25-08-2017, 09:32 PM
Automated Duplicate Detection for Bug Tracking Systems
Automated Duplicate.pdf (Size: 214.81 KB / Downloads: 35)
Abstract
Bug tracking systems are important tools that guide the
maintenance activities of software developers. The utility of
these systems is hampered by an excessive number of duplicate
bug reports–in some projects as many as a quarter of
all reports are duplicates. Developers must manually identify
duplicate bug reports, but this identification process is
time-consuming and exacerbates the already high cost of
software maintenance. We propose a system that automatically
classifies duplicate bug reports as they arrive to save
developer time. This system uses surface features, textual
semantics, and graph clustering to predict duplicate status.
Using a dataset of 29,000 bug reports from the Mozilla
project, we perform experiments that include a simulation
of a real-time bug reporting environment. Our system is
able to reduce development cost by filtering out 8% of duplicate
bug reports while allowing at least one report for
each real defect to reach developers.
Introduction
As software projects become increasingly large and
complex, it becomes more difficult to properly verify code
before shipping. Maintenance activities [12] account for
over two thirds of the life cycle cost of a software system
[3], summing up to a total of $70 billion per year in the
United States [16]. Software maintenance is critical to software
dependability, and defect reporting is critical to modern
software maintenance.
Many software projects rely on bug reports to direct corrective
maintenance activity [1]. In open source software
projects, bug reports are often submitted by software users
or developers and collected in a database by one of several
bug tracking tools. Allowing users to report and potentially
help fix bugs is assumed to improve software quality
overall [13]. Bug tracking systems allow users to report,
describe, track, classify and comment on bug reports and
feature requests.
Motivating Example
Duplicate bug reports are such a problem in practice that
many projects have special guidelines and websites devoted
to them. The “Most Frequently Reported Bugs” page of the
Mozilla Project’s Bugzilla bug tracking system is one such
example. This webpage tracks the number of bug reports
with known duplicates and displays the most commonly reported
bugs. Ten bug equivalence classes have over 100
known duplicates and over 900 other equivalence classes
have more than 10 known duplicates each. All of these duplicates
had to be identified by hand and represent time developers
spent administering the bug report database and
performing triage rather than actually addressing defects.

**COLLECTED MATERIAL:**
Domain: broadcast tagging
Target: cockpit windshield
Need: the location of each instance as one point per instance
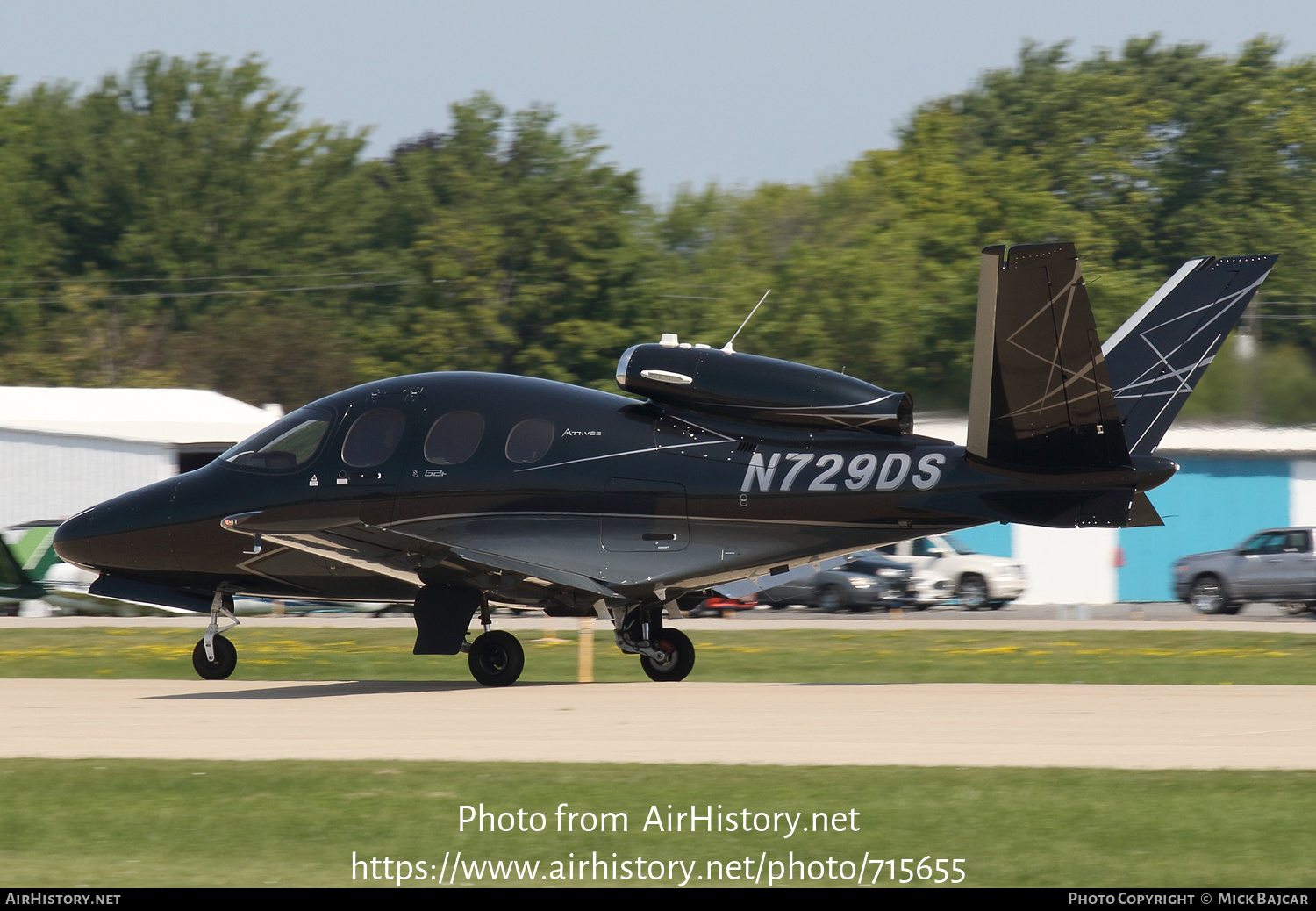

**WRITTEN PROBLEM A:** Print the passage of the duplicate bug report text from "Using a dataset" to "to reach developers.".
**WRITTEN PROBLEM B:** According to the duplicate bug report text, why do the authors propose a system that classifies duplicate bug reports automatically? Answer in one to three sentences.

**WRITTEN RESPONSE A:**
Using a dataset of 29,000 bug reports from the Mozilla
project, we perform experiments that include a simulation
of a real-time bug reporting environment. Our system is
able to reduce development cost by filtering out 8% of duplicate
bug reports while allowing at least one report for
each real defect to reach developers.

**WRITTEN RESPONSE B:** Developers currently have to identify duplicate bug reports by hand. That work is time-consuming and adds to the already high cost of software maintenance. The proposed system classifies duplicates as they arrive in order to save developer time.